Problem description: Copy the records from the line holding "Where can the ceiling fan motor" through the end of the records, inclusive, swapping "ceiling fan" for "overhead fan" and changing nothing else.

Supplied records:
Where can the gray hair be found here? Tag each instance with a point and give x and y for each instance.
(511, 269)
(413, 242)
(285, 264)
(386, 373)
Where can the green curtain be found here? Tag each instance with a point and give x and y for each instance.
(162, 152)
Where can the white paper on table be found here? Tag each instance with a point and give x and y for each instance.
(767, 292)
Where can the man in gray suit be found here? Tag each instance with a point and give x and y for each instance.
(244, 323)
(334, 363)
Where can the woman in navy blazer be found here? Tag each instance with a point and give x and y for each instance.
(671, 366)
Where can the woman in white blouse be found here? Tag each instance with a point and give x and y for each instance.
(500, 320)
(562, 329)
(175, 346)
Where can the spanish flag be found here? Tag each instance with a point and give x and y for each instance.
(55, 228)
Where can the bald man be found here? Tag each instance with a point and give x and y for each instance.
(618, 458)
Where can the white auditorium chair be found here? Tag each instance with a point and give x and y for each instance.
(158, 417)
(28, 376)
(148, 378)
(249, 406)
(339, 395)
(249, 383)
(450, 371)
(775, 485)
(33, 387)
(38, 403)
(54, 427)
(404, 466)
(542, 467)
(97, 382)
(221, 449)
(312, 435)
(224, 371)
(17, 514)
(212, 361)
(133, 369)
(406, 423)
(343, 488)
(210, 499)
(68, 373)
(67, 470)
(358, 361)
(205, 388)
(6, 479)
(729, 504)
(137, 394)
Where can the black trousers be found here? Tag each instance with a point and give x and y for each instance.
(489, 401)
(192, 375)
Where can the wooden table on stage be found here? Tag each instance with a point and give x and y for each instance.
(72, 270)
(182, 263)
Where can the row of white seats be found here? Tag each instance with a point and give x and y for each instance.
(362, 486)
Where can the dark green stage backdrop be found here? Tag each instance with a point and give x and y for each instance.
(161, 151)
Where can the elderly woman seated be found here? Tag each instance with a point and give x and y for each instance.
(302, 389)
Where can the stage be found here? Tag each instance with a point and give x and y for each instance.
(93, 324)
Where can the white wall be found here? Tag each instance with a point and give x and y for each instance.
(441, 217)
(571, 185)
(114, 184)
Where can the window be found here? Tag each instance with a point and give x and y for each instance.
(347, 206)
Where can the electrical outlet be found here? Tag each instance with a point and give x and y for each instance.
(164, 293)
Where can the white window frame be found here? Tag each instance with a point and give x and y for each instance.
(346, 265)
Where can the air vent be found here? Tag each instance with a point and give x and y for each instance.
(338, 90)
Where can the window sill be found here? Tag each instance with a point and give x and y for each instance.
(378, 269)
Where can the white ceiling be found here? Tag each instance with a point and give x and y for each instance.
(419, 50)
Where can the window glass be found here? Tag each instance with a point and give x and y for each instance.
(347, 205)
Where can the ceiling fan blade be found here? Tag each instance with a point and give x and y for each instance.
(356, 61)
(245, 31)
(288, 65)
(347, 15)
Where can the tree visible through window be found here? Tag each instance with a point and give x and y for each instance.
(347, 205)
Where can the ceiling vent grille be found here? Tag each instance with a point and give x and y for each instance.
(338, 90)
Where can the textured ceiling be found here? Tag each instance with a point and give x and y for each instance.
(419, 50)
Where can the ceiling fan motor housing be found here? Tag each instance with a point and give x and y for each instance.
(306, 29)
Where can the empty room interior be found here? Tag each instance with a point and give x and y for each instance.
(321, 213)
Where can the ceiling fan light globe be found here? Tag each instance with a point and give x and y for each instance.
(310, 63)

Exercise answer:
Where can the overhead fan motor housing be found here? Tag each instance with a point and give x and y for each instance.
(306, 29)
Where can the empty room interior be found here? Tag each instance with a point and give x and y for each instance.
(321, 213)
Where can the overhead fan light globe be found here? Tag each instance with a point and give x and y for each instance.
(310, 63)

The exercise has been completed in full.